**REQUIRED ACTIONS**
1. Copy the part of the article on Kaitlyn Arquette's death starting with "Fifteen years later and" and going on through "the East Coast.".
2. In the article on Kaitlyn Arquette's death, what is the title of the book her mother wrote in 1992?
3. Carry on the article about Kaitlyn Arquette's unsolved killing from where it stops.

**SELECTED TEXT**

⟨

July 16, 2004

Albuquerque Tribune




In 1989 Kaitlyn Arquette was found dead in her car in Albuquerque with two gunshots to the head. Fifteen years and a string of police chiefs later, the crime remains unsolved. But the case has piqued the interest of a detective with the re-established Cold Case Squad.


By Joline Gutierrez Krueger

Tribune Reporter


Fifteen years later, and the shooting death of University of New Mexico student Kaitlyn Arquette might as well have been 15 minutes ago, the memory still sharp, the bullets still singing in the heavy air on that rainy July 16 night.


Fifteen years later and there are still no answers.


At least none that satisfy her family and an Albuquerque private investigator who continues to work the case on her own time.


The shooting, they say, may have been a glimpse, Arquette's glimpse, into a dark, disturbing and powerful Albuquerque underworld that may only now be coming to light.


"We are convinced that Kait was murdered because she knew too much," her mother, Lois Duncan, said from her home on the East Coast. 


In those 15 years, Duncan, a nationally noted author, has turned the agony of her daughter's death into a relentless quest for answers - not just for herself but for other families struggling to understand why justice has not come.  "I used to wake up in the night to the sound of gunshots and Kait's voice screaming for help," she said. "Now it's a chorus of voices."


Duncan's drive prompted her to write her 1992 book, "Who Killed My Daughter?"  It fueled the creation of the Real Crimes Web site, where families tell their own stories.

⟩

**INPUT DATA**
⟨

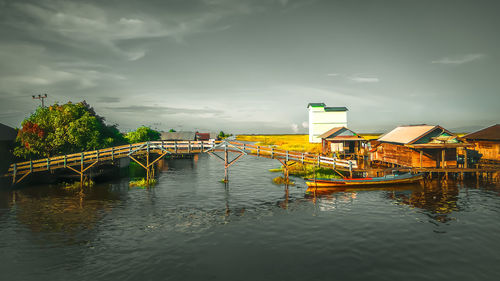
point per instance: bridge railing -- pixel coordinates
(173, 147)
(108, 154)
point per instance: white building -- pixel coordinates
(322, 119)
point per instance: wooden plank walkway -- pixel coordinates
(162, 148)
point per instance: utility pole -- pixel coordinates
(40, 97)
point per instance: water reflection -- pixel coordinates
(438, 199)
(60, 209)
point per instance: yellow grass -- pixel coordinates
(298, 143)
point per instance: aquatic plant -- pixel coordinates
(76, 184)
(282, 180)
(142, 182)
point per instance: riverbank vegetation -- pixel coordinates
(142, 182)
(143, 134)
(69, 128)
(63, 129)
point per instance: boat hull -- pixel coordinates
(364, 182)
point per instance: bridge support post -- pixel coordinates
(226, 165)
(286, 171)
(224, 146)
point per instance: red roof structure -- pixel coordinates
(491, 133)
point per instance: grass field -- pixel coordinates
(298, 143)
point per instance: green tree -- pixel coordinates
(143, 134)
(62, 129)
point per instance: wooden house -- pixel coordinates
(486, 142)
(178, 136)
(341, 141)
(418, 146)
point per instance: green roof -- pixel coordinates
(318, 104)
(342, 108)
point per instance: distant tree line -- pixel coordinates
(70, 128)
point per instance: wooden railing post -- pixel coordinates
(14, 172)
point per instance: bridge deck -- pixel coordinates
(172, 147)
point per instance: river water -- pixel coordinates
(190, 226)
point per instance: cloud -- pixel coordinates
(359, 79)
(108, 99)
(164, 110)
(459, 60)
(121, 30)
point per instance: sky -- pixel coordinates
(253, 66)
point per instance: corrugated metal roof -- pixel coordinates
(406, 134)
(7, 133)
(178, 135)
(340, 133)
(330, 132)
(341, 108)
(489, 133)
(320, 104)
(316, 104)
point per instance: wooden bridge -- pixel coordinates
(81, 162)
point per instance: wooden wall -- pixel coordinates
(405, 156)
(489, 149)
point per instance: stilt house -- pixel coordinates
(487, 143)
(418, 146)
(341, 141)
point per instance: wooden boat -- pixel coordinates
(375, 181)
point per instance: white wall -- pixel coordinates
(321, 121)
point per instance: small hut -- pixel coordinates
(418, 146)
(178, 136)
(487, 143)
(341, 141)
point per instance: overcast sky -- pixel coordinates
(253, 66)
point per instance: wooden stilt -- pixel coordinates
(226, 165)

⟩

**TASK RESPONSES**
1.
Fifteen years later and there are still no answers.


At least none that satisfy her family and an Albuquerque private investigator who continues to work the case on her own time.


The shooting, they say, may have been a glimpse, Arquette's glimpse, into a dark, disturbing and powerful Albuquerque underworld that may only now be coming to light.


"We are convinced that Kait was murdered because she knew too much," her mother, Lois Duncan, said from her home on the East Coast.

2. "Who Killed My Daughter?"

3.
It helped bring about the New Mexico Justice Project, a collaboration of those families who, like Duncan, seek better accountability from law enforcement agencies.


Still, none of it has brought answers Duncan seeks.  And it has not given her the confidence to believe her daughter's killer will be caught.  "We not only lost Kait, we lost our faith in the 'great American justice system,' " she said.


Fifteen years later, Duncan still searches for the truth, for that one law enforcement agent who takes the case seriously and that one tip that breaks the case open.  Now, with the help of a new Cold Case Squad detective, it's possible she will get her wish.




They called her Kait, big and bold, her hair golden like corn silk, her smile like Sunday afternoon.  She possessed a confidence and a curiosity that earned her honor student status at Highland High School, where she graduated in spring 1989.  It may have also have led to her death two months later.


On the evening of the shooting, Arquette, 18, showed up briefly at her parents' Northeast Heights home.  It was a Sunday night. She was fine, her mother said, despite her breakup with her live-in boyfriend, a Vietnamese immigrant who spoke broken English and was several years her senior.


Arquette left their house around 6:15 p.m., telling her parents that she was off to a friend's house near Old Town for dinner.  The friend, Sharon Smith, later told Albuquerque police that Arquette did not arrive until 9:30 p.m.  Smith also said Arquette told her she had eaten dinner with her parents, police reports state.  Those missing three hours became the first of many unexplained bits of information that still don't fit together.


"There are all these pieces, interesting pieces, to all this, but I still don't know what it all means," said Albuquerque private investigator Pat Caristo, who has worked on the Arquette case since 1992.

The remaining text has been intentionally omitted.